◆ Seite
FGO § 51 Abs. 1 Satz 1
ZPO § 42 Abs. 2
Diese Entscheidung enthält keinen zur Veröffentlichung bestimmten Leitsatz.
Gründe

I. Der Prozeßbevollmächtigte hat im Namen der Klägerin, Antragstellerin und Beschwerdeführerin (Beschwerdeführerin) in deren Einkommensteuersache 1994, jeweils --wie in zahlreichen anderen Fällen auch-- formularmäßig und mit formelhaften Kurzbegründungen Einspruch eingelegt und Klage erhoben, ohne eine Vollmacht vorzulegen.

Die Vollmacht, die der Prozeßbevollmächtigte dann auf entsprechende Aufforderung beim Finanzgericht (FG) einreichte, ist --wie ebenfalls in massenhaft bekanntgewordenen anderen Fällen auch-- undatiert und offenbar erst nachträglich, vom Prozeßbevollmächtigten selbst bzw. in seinem Büro, teils durch Stempel, teils handschriftlich mit einer Bezeichnung des Gegenstand des Mandats ("Einkommensteuer, Lohnsteuer-Jahresausgleich, Solidaritätszuschlag 1986 bis 1997") versehen worden.

Nach Übertragung der Sache auf den Einzelrichter, den Berichterstatter, wandte sich dieser mit Schreiben vom 25. August 1997 an die Beschwerdeführerin persönlich mit der Begründung, es drängten sich im Hinblick auf die vom Prozeßbevollmächtigten in einer Vielzahl von Fällen erhobenen Klagen Zweifel daran auf, ob die Klage mit Einverständnis der Beschwerdeführerin erhoben worden sei. Wörtlich heißt es in diesem Zusammenhang weiter:

"Die Zweifel stützen sich vor allem darauf, daß die ... vorgelegte Prozeßvollmacht nicht datiert ist und keine Bezugnahme auf das vorliegende Klageverfahren enthält, vielmehr mit einem möglicherweise nachträglich angebrachten Stempelaufdruck und den handschriftlichen Jahreszahlen 1986 bis 1997 versehen ist. Aus diesem Grund und wegen des nicht unerheblichen Kosten- und Gebührenrisikos ... bitte ich ... mitzuteilen, ob Sie mit der ... in ihrem Namen erhobenen Klage einverstanden sind ..."

◆ Auflistung

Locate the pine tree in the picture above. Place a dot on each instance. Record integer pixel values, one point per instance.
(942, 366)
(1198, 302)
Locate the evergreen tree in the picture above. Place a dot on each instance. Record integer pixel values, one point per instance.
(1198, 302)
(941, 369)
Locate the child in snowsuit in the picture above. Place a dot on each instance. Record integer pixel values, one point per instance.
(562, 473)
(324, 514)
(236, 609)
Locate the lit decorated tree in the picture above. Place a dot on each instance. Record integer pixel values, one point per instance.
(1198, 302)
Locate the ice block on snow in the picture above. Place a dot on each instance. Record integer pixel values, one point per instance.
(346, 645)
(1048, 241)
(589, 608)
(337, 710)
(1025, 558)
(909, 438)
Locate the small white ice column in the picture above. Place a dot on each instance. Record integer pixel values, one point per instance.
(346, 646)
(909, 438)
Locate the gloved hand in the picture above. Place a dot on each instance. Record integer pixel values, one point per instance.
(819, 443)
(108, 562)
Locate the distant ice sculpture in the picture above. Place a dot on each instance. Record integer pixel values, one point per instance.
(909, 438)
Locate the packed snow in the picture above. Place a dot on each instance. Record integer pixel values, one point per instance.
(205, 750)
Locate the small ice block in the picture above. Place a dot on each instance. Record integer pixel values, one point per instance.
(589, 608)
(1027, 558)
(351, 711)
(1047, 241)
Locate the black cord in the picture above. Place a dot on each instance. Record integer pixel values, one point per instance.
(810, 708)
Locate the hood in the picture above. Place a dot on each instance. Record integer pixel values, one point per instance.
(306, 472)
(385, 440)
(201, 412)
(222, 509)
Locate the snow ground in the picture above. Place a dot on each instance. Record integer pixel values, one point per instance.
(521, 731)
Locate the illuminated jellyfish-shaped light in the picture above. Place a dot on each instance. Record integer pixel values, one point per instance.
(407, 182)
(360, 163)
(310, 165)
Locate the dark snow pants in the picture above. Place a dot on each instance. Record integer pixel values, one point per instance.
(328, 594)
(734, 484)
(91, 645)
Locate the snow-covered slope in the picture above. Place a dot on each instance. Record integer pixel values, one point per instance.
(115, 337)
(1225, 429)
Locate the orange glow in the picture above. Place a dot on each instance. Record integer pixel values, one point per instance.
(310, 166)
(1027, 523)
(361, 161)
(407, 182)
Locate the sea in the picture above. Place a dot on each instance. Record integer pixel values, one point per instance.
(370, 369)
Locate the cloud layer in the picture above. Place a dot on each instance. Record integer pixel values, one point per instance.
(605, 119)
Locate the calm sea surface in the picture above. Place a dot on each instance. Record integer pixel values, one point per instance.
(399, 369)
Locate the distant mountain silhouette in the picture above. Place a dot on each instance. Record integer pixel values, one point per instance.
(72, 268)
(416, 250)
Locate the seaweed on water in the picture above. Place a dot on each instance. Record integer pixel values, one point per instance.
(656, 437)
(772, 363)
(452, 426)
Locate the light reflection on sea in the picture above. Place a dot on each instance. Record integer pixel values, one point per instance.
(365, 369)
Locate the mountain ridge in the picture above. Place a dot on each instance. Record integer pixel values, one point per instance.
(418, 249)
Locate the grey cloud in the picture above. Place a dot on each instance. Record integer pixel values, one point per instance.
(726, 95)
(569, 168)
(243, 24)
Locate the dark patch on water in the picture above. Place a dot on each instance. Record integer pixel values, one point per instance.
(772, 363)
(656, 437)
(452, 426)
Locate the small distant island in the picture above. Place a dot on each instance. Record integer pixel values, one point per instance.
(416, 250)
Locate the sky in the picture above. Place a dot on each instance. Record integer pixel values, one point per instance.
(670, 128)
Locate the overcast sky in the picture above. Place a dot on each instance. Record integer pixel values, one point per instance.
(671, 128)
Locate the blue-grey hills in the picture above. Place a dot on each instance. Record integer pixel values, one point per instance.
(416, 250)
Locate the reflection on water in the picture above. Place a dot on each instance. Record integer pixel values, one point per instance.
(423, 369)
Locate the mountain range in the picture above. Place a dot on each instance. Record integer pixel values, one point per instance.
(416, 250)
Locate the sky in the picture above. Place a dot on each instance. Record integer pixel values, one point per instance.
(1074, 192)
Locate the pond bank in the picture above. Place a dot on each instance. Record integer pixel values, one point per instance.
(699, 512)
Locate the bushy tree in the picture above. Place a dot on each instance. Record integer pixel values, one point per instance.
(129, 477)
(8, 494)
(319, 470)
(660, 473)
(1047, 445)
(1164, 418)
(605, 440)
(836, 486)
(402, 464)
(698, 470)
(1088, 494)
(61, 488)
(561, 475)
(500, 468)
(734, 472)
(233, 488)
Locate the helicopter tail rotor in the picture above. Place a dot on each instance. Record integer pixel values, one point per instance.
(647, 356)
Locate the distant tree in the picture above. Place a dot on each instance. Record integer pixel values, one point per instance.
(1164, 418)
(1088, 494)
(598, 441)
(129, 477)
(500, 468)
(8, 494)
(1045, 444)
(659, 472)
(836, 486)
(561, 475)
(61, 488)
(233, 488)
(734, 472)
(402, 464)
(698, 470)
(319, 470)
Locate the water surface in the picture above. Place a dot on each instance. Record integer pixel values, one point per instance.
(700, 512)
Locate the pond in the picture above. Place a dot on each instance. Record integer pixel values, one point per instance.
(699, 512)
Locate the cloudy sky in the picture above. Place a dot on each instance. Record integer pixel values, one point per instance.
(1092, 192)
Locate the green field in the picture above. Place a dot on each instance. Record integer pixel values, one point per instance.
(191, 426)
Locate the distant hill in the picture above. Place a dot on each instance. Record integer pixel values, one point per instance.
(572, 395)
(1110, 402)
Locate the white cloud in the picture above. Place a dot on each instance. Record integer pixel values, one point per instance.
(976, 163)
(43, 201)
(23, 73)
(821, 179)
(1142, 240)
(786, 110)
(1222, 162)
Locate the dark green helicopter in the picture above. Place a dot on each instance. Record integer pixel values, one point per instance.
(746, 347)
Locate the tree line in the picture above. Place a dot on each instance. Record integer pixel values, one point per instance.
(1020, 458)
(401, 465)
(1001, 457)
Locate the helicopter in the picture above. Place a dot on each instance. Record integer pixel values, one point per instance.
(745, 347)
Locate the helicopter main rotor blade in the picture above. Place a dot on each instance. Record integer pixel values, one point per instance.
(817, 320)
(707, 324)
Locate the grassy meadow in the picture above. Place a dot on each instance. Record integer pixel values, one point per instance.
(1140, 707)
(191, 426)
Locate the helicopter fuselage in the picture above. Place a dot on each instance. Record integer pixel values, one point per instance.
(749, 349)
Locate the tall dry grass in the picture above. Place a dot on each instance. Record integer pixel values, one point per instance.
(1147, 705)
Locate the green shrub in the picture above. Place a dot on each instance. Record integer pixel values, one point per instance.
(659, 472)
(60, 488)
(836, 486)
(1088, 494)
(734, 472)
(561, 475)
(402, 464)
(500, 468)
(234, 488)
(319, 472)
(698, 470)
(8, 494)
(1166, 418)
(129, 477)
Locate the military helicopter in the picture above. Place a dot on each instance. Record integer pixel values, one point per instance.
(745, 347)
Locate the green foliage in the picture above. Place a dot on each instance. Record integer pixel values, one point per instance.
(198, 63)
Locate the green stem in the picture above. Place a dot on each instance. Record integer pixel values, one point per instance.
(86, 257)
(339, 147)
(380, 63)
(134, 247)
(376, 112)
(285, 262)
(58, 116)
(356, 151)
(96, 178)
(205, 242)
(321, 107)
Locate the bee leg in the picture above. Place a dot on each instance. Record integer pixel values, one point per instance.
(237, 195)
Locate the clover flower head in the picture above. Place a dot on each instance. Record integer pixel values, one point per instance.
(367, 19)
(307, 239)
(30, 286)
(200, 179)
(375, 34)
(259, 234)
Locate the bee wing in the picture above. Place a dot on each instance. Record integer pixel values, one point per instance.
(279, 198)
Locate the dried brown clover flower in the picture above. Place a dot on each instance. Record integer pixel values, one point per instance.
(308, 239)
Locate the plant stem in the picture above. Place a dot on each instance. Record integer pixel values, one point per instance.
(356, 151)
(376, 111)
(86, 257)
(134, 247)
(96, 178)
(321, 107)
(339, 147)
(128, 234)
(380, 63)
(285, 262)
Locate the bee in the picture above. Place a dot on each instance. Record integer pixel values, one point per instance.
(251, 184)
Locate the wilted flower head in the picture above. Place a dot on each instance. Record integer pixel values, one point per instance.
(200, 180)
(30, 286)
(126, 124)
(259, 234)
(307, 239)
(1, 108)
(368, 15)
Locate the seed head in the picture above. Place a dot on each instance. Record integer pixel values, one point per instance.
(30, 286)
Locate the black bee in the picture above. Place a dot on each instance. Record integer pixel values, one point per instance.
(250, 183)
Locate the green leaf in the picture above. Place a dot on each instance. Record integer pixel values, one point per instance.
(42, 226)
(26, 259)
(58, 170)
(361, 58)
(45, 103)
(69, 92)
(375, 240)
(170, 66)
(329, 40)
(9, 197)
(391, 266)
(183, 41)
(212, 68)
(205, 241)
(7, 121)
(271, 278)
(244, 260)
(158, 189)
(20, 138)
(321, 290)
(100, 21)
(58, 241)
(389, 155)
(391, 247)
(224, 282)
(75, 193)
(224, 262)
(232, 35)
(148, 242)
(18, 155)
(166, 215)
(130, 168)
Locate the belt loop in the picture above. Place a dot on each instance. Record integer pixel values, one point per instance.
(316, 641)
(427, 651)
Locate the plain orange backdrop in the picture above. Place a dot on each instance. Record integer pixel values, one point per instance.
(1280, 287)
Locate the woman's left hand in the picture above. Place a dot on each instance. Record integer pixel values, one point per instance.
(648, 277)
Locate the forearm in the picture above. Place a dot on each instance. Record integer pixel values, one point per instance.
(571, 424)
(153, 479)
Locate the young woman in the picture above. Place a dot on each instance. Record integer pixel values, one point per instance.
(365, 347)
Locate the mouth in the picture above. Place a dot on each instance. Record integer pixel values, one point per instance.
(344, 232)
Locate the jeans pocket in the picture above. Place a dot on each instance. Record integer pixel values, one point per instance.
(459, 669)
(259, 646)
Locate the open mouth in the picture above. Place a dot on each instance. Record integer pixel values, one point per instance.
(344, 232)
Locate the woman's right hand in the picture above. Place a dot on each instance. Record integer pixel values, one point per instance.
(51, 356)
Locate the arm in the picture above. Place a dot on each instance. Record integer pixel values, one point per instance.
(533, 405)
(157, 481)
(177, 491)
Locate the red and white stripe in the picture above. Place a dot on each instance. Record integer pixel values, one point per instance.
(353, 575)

◆ Zu erledigende Aufgabe
Führe den Gerichtstext zur Prozessvollmacht ab seinem letzten Satz weiter. Die Auflistung ist hierfür ohne Belang.

◆ Antwort
Der Prozeßbevollmächtigte erhielt eine Kopie dieses Schreibens und außerdem unter dem gleichen Datum die gesonderte Mitteilung, daß die vorgelegte Vollmacht wegen der genannten Zweifel den gesetzlichen Anforderungen nicht genüge, zumal mit der Klage formularmäßig verfassungsrechtliche Einwände geltend gemacht würden, deretwegen der angefochtene Bescheid zumeist für vorläufig erklärt worden sei, was nach der Rechtsprechung des FG "in großer Zahl" zur Erfolglosigkeit solcher Klagen geführt habe. Verbunden war dies mit der Aufforderung, eine "neue den Anforderungen entsprechende Vollmacht vorzulegen", sowie mit dem Hinweis, daß die Beschwerdeführerin eine Durchschrift dieses Schreibens erhalte.

Daraufhin äußerte sich die Beschwerdeführerin nicht. Der Prozeßbevollmächtigte beantragte (in ihrem Namen), den Berichterstatter als befangen abzulehnen, weil er mit dem persönlichen Anschreiben die Vertretungsrechte der Beschwerdeführerin "vorsätzlich mißachtet" habe - "mit dem offensichtlichen Ziel, diese rechtlos zu machen und ihr das Recht auf Gehör zu nehmen". Ein faires Verfahren könne von einem solchen Richter nicht erwartet werden.

Das FG wies --ohne Mitwirkung des Berichterstatters-- das Ablehnungsgesuch als unbegründet zurück.

Hiergegen wendet sich die Beschwerdeführerin mit der Beschwerde, die nicht begründet worden ist.

Der Beklagte, Antragsgegner und Beschwerdegegner (das Finanzamt) hat von der Gelegenheit zur Äußerung keinen Gebrauch gemacht.

II. Die Beschwerde ist unbegründet. Zu Recht hat das FG das Befangenheitsgesuch abgelehnt.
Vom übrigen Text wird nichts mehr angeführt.